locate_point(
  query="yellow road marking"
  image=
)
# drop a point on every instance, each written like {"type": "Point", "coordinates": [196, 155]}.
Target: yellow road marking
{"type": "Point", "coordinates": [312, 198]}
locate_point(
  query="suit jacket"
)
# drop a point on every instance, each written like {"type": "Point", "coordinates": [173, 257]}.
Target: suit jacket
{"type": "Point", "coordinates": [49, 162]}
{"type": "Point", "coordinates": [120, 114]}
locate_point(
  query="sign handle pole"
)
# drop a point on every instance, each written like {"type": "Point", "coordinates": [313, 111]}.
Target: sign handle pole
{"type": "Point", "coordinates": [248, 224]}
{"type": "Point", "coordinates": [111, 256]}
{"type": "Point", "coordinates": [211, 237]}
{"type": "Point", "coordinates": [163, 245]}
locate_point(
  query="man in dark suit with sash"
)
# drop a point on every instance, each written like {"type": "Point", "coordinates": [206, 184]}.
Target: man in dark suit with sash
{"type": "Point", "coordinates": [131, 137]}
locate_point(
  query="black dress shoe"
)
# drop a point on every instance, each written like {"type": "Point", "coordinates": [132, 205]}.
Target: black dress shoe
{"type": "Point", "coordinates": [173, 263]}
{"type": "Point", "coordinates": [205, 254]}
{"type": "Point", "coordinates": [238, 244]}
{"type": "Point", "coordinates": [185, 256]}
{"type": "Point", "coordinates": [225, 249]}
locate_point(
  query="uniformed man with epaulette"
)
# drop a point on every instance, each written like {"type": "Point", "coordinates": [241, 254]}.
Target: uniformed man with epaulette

────────────────────

Written task:
Write out all of the records above again, character for character, with nothing changed, added, or left out.

Exercise result:
locate_point(
  query="yellow road marking"
  image=
)
# drop a point on every instance, each written like {"type": "Point", "coordinates": [196, 155]}.
Target: yellow road marking
{"type": "Point", "coordinates": [312, 198]}
locate_point(
  query="suit jacket"
)
# drop a point on every instance, each written like {"type": "Point", "coordinates": [173, 257]}.
Target: suit jacket
{"type": "Point", "coordinates": [49, 162]}
{"type": "Point", "coordinates": [120, 114]}
locate_point(
  query="sign handle pole"
)
# drop a point on every instance, each written like {"type": "Point", "coordinates": [313, 111]}.
Target: sign handle pole
{"type": "Point", "coordinates": [248, 224]}
{"type": "Point", "coordinates": [111, 256]}
{"type": "Point", "coordinates": [211, 237]}
{"type": "Point", "coordinates": [163, 245]}
locate_point(
  query="man in dark suit with sash"
)
# drop a point on every instance, each written like {"type": "Point", "coordinates": [206, 184]}.
Target: man in dark suit with sash
{"type": "Point", "coordinates": [131, 137]}
locate_point(
  query="black dress shoe"
)
# drop a point on every instance, each written like {"type": "Point", "coordinates": [132, 205]}.
Target: black dress shoe
{"type": "Point", "coordinates": [173, 263]}
{"type": "Point", "coordinates": [205, 254]}
{"type": "Point", "coordinates": [238, 244]}
{"type": "Point", "coordinates": [185, 256]}
{"type": "Point", "coordinates": [225, 249]}
locate_point(
  query="uniformed man with epaulette"
)
# drop a point on every instance, each written like {"type": "Point", "coordinates": [241, 254]}.
Target: uniformed man with epaulette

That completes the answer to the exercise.